◆ **Assigned task**
Below are lines of data; give the number of them that contain "rainbow", and only that.
::: Data for the task :::
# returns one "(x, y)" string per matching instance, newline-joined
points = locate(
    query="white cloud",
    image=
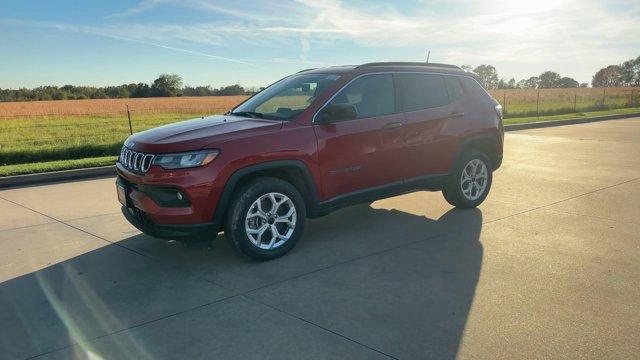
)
(550, 34)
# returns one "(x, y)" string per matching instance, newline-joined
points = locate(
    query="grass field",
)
(53, 135)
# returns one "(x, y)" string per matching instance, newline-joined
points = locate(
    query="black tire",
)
(453, 189)
(240, 205)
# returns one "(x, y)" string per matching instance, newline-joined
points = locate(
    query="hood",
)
(198, 133)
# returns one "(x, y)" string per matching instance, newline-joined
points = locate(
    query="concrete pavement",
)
(547, 267)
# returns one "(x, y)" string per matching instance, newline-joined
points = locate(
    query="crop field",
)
(532, 102)
(74, 133)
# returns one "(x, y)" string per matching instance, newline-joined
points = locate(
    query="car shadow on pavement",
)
(398, 282)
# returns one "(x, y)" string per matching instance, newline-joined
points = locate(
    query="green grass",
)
(520, 120)
(24, 140)
(32, 145)
(31, 168)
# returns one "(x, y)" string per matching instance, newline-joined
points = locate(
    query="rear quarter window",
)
(471, 87)
(422, 91)
(454, 87)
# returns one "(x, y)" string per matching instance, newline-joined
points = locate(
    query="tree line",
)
(625, 74)
(165, 85)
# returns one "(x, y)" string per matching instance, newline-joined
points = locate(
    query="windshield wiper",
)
(251, 114)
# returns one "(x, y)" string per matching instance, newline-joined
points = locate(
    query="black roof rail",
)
(447, 66)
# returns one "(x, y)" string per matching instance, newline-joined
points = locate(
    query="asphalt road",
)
(547, 267)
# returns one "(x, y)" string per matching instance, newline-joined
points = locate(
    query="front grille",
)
(135, 161)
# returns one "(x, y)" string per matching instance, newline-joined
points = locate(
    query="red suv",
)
(309, 144)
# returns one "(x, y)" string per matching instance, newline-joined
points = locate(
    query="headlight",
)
(186, 159)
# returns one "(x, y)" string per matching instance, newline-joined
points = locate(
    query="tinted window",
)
(371, 95)
(454, 87)
(471, 87)
(422, 91)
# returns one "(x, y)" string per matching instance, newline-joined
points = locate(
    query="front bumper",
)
(142, 222)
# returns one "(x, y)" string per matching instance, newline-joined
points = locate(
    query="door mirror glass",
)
(337, 112)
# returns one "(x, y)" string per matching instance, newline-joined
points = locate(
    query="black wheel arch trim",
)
(234, 179)
(464, 144)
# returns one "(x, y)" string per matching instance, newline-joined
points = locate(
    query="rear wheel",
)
(470, 181)
(265, 219)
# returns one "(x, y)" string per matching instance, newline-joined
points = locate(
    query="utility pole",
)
(129, 116)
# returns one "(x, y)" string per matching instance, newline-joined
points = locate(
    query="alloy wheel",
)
(270, 221)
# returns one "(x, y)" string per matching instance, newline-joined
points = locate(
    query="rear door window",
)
(471, 87)
(422, 91)
(371, 95)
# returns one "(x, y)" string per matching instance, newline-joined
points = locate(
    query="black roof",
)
(348, 68)
(426, 64)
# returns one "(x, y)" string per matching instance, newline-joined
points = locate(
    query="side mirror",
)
(337, 112)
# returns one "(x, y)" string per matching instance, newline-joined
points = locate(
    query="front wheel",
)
(470, 181)
(266, 218)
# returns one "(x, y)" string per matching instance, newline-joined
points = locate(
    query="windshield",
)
(287, 98)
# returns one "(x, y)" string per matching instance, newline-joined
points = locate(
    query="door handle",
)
(391, 126)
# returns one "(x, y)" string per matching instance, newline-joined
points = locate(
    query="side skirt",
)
(420, 183)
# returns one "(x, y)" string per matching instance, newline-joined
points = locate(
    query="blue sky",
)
(254, 43)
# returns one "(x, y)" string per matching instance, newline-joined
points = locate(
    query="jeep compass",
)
(309, 144)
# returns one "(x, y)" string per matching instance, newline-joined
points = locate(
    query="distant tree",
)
(167, 85)
(630, 72)
(198, 91)
(466, 68)
(549, 79)
(567, 82)
(504, 84)
(608, 77)
(487, 75)
(230, 90)
(530, 83)
(139, 90)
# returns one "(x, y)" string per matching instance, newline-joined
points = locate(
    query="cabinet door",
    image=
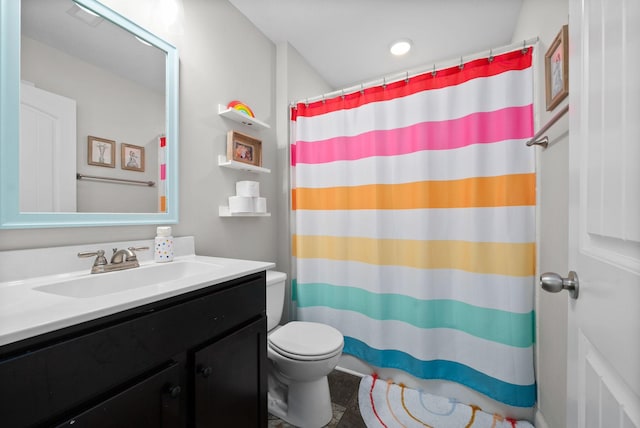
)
(153, 402)
(231, 379)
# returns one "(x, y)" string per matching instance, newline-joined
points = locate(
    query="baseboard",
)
(351, 372)
(540, 421)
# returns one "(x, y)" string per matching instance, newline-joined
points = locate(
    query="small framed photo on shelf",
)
(244, 148)
(101, 152)
(132, 157)
(556, 67)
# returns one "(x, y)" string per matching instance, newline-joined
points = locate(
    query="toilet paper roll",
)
(240, 204)
(248, 188)
(260, 205)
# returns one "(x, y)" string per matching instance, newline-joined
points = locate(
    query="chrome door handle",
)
(554, 283)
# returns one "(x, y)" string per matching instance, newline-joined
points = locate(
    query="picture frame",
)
(132, 157)
(556, 65)
(101, 152)
(244, 148)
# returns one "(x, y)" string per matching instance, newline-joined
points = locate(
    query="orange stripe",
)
(504, 190)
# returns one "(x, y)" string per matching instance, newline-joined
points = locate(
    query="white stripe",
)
(485, 94)
(499, 224)
(507, 363)
(477, 160)
(507, 293)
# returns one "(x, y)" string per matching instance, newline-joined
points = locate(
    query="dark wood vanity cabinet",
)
(194, 360)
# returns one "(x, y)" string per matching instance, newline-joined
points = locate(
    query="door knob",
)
(554, 283)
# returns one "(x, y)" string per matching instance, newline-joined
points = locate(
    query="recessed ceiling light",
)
(401, 47)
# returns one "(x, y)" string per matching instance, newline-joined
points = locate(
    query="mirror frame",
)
(10, 215)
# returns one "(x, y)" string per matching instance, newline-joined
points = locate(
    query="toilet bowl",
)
(301, 354)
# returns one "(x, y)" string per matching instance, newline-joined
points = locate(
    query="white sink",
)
(94, 285)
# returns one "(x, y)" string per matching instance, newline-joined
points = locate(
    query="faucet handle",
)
(101, 260)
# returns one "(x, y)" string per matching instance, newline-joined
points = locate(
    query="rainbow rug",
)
(386, 404)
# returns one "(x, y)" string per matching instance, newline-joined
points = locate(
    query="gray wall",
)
(110, 107)
(296, 80)
(544, 18)
(223, 57)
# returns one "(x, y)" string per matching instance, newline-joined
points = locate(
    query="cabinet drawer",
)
(55, 379)
(152, 402)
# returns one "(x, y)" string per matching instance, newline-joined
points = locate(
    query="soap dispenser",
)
(163, 248)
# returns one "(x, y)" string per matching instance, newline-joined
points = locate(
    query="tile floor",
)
(344, 397)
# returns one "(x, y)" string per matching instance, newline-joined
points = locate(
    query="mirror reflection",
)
(92, 106)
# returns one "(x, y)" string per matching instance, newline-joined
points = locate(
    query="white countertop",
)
(26, 312)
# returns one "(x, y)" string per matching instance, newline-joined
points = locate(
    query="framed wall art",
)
(244, 148)
(132, 157)
(101, 152)
(556, 66)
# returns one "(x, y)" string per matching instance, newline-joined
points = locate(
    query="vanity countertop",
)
(27, 311)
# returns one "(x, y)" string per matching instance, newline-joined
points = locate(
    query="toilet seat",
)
(306, 341)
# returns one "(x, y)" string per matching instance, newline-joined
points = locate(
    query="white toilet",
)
(301, 355)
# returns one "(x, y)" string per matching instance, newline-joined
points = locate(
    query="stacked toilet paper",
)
(247, 199)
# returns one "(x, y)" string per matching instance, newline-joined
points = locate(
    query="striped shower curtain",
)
(413, 217)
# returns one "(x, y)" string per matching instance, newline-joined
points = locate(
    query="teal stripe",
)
(509, 328)
(511, 394)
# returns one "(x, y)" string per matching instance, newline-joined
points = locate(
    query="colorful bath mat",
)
(386, 404)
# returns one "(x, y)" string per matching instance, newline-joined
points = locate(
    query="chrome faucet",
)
(124, 258)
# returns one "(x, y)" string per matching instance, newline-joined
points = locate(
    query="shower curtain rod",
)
(412, 73)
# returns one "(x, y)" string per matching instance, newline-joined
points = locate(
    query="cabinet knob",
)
(205, 371)
(174, 390)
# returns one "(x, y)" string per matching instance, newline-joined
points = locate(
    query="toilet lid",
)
(306, 339)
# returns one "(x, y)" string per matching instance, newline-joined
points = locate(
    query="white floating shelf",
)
(223, 211)
(242, 118)
(224, 162)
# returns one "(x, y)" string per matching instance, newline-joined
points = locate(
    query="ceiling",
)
(347, 41)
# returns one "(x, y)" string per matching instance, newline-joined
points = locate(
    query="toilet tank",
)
(275, 297)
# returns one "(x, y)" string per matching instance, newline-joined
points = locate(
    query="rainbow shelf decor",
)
(241, 107)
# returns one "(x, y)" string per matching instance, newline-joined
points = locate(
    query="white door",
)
(604, 214)
(47, 151)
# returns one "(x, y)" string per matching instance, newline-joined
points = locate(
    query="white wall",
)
(296, 80)
(223, 57)
(544, 18)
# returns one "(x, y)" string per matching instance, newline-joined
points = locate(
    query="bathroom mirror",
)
(109, 155)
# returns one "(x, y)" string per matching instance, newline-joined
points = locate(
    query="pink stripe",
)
(293, 154)
(477, 128)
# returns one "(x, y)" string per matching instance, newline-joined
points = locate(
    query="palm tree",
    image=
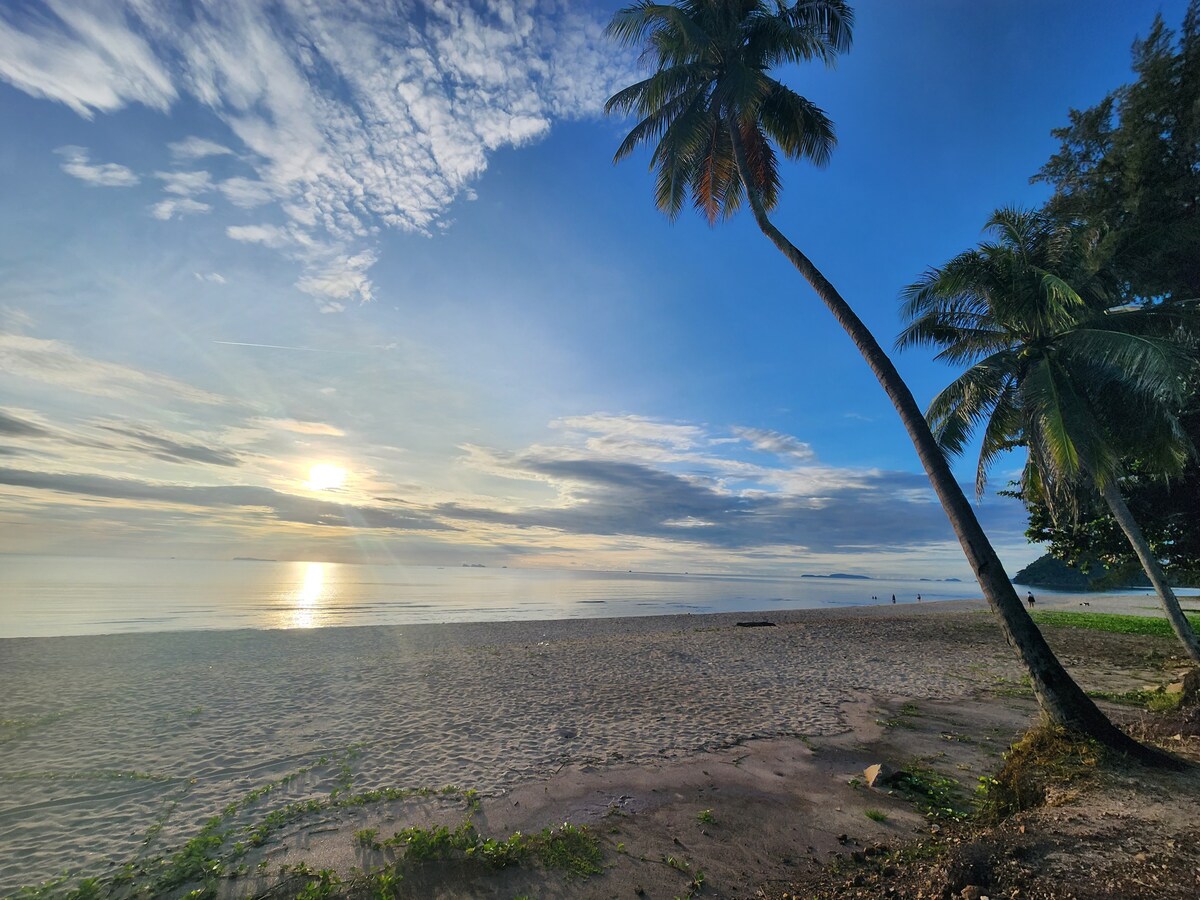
:::
◆ **Solution below**
2